• Detection examples:
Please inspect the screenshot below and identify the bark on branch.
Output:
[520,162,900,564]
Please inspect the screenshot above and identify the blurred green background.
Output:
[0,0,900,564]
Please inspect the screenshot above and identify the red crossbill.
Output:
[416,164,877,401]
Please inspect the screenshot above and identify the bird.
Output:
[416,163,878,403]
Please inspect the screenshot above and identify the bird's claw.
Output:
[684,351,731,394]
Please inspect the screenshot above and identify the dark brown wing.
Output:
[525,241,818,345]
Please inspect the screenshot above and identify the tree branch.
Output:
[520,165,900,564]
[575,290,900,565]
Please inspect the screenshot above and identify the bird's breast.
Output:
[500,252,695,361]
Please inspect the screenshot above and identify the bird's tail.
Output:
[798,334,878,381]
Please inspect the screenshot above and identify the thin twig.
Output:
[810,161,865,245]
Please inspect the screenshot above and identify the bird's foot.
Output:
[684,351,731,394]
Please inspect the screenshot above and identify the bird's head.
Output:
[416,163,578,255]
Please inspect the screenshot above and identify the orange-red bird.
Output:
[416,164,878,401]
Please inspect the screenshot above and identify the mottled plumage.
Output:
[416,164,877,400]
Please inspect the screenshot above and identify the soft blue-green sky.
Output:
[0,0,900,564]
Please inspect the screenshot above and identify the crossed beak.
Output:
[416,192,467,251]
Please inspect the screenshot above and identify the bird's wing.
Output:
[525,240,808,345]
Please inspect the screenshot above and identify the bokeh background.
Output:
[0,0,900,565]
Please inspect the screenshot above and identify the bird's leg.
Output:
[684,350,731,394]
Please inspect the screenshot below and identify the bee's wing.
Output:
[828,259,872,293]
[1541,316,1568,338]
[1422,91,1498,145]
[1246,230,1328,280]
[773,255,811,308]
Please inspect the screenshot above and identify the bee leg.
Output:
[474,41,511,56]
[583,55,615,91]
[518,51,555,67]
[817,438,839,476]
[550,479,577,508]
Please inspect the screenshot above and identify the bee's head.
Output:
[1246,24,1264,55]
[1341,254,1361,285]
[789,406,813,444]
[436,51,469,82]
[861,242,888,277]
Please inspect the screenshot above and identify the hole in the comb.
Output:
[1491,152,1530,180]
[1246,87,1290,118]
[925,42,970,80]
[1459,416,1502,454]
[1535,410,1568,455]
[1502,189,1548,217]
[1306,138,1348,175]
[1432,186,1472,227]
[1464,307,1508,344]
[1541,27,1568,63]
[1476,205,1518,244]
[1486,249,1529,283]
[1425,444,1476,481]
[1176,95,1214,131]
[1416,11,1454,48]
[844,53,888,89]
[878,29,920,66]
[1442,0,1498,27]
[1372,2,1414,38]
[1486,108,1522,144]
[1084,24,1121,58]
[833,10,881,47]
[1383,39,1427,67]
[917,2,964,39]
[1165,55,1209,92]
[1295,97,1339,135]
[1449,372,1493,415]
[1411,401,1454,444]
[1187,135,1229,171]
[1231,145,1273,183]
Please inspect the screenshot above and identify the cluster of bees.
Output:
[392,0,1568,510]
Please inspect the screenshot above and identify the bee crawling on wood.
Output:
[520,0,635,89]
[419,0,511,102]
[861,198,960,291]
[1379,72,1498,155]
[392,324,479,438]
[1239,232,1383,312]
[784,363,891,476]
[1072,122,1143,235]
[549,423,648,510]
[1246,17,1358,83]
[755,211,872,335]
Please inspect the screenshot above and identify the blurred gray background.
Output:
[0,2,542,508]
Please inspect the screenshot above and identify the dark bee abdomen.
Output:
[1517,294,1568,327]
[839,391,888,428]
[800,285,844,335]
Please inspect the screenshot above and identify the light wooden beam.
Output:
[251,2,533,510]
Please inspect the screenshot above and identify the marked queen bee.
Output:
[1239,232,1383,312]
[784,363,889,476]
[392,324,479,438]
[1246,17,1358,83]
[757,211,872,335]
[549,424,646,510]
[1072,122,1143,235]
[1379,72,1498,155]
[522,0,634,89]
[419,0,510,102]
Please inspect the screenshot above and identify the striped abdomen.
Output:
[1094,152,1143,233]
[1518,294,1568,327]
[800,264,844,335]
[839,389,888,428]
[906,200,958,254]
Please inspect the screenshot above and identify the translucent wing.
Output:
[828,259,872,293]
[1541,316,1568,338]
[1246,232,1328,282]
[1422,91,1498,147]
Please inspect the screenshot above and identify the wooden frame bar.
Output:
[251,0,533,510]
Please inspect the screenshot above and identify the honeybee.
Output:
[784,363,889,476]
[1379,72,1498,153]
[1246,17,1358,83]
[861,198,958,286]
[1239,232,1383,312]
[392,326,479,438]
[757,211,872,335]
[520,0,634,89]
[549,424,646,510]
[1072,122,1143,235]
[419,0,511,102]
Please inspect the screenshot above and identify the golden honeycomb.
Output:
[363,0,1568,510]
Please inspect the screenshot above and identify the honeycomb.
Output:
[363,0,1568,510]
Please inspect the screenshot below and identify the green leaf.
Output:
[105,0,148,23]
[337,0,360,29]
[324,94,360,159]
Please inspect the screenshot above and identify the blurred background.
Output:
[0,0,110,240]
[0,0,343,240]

• REQUIREMENTS: Please reproduce all of the material above line for line, changing nothing.

• ANSWER TO THE EXERCISE:
Please inspect the screenshot below and identify the bark on branch.
Output:
[520,162,900,564]
Please inspect the screenshot above and identify the blurred green background.
Output:
[0,0,900,564]
Please inspect the screenshot above and identify the red crossbill.
Output:
[416,164,877,401]
Please inspect the screenshot above and identify the bird.
Output:
[416,163,878,403]
Please inspect the screenshot above and identify the bird's claw.
Output:
[684,351,731,394]
Please inspect the screenshot above and identify the dark brown wing.
Output:
[525,241,818,345]
Please inspect the screenshot above and identify the tree branch.
Output:
[520,165,900,564]
[575,290,900,565]
Please inspect the screenshot above and identify the bird's breast.
Output:
[500,252,695,361]
Please inspect the screenshot above and identify the bird's tail.
Output:
[798,334,878,381]
Please inspect the screenshot above and identify the thin twig.
Output:
[810,161,865,245]
Please inspect the screenshot above and identify the bird's foot.
Output:
[684,351,731,394]
Please inspect the screenshot above and identify the bird's head.
Output:
[416,163,578,255]
Please inspect the screenshot above and identify the orange-red bird.
Output:
[416,164,878,401]
Please inspect the screenshot above and identify the mottled plumage.
Output:
[416,164,877,400]
Please inspect the screenshot above and identify the soft blue-green sky.
Output:
[0,0,900,564]
Please inspect the screenshot above and identify the crossed beak.
Output:
[416,192,467,251]
Please inspect the screenshot above and identify the bird's wing.
Output:
[525,240,808,345]
Please inspect the screenshot above and identify the bokeh background.
Output:
[0,0,900,565]
Please inspect the screenshot above and identify the bird's leg.
Output:
[684,350,731,394]
Please inspect the screenshot below and identify the bee's wing.
Output:
[828,259,872,293]
[1541,316,1568,338]
[1422,91,1498,145]
[1246,230,1328,280]
[773,255,811,308]
Please inspect the screenshot above and identify the bee leg.
Output:
[474,41,511,56]
[583,55,615,91]
[518,51,555,67]
[817,438,839,476]
[550,479,577,508]
Please inspect the screenshot above and identify the bee's head.
Output:
[1246,24,1264,55]
[1341,254,1361,285]
[789,406,813,444]
[436,51,469,82]
[861,242,888,277]
Please inspect the screenshot above and identify the hole in the comb.
Output:
[1491,152,1530,180]
[1246,87,1290,118]
[925,42,970,80]
[1459,416,1502,454]
[1535,410,1568,455]
[1502,189,1548,217]
[1306,138,1348,175]
[1432,186,1472,227]
[1464,307,1508,344]
[1541,27,1568,63]
[1476,205,1518,244]
[1486,249,1529,283]
[1425,444,1476,481]
[1176,95,1214,131]
[1416,11,1454,48]
[844,53,888,89]
[878,29,920,66]
[1442,0,1498,27]
[1372,2,1414,38]
[1486,108,1522,144]
[1084,24,1121,58]
[833,10,881,47]
[1383,39,1427,67]
[917,2,964,39]
[1165,55,1209,92]
[1295,97,1339,135]
[1449,372,1493,415]
[1411,401,1454,444]
[1187,135,1229,171]
[1231,145,1273,183]
Please inspect the screenshot above and identify the cluster of bees.
Output:
[392,0,1568,510]
Please inspect the screenshot above and identify the bee crawling on wood.
Output:
[520,0,635,89]
[419,0,511,102]
[861,198,960,291]
[1379,72,1498,155]
[392,324,479,438]
[1239,232,1383,312]
[784,363,891,476]
[1072,122,1143,235]
[549,423,648,510]
[1246,17,1358,83]
[755,211,872,335]
Please inspect the screenshot above and identify the blurred gray background.
Output:
[0,2,542,508]
Please inspect the screenshot above and identify the dark bee abdomen.
Output:
[1517,294,1568,327]
[839,391,888,428]
[800,285,844,335]
Please inspect the screenshot above and identify the light wooden beam.
Output:
[251,2,533,510]
Please inspect the screenshot above and identify the marked queen bee.
Output:
[1239,232,1383,312]
[784,363,889,476]
[392,324,479,438]
[1246,17,1358,83]
[757,211,872,335]
[549,424,646,510]
[1072,122,1143,235]
[1379,72,1498,155]
[522,0,634,89]
[419,0,510,102]
Please inspect the screenshot above and identify the striped abdomen.
Output:
[1094,152,1143,233]
[1518,294,1568,327]
[800,264,844,335]
[839,389,888,428]
[906,200,958,254]
Please inspect the screenshot above and identify the translucent wing.
Output:
[828,259,872,293]
[1541,316,1568,338]
[1246,232,1328,282]
[1422,91,1498,147]
Please inspect the screenshot above and identify the wooden frame bar.
Output:
[251,0,533,510]
Please inspect the screenshot above and identify the honeybee.
Output:
[784,363,889,476]
[1379,72,1498,153]
[1246,17,1358,83]
[861,198,958,286]
[1239,232,1383,312]
[392,326,479,438]
[757,211,872,335]
[520,0,634,89]
[549,424,646,510]
[1072,122,1143,235]
[419,0,511,102]
Please inspect the screenshot above and identify the golden honeycomb.
Output:
[363,0,1568,510]
Please inspect the screenshot above and identify the honeycomb.
Output:
[363,0,1568,510]
Please inspect the screenshot below and identify the green leaf.
Output:
[105,0,148,23]
[337,0,360,29]
[324,94,360,159]
Please inspect the screenshot above and identify the blurred background.
Output:
[0,0,110,240]
[0,0,343,240]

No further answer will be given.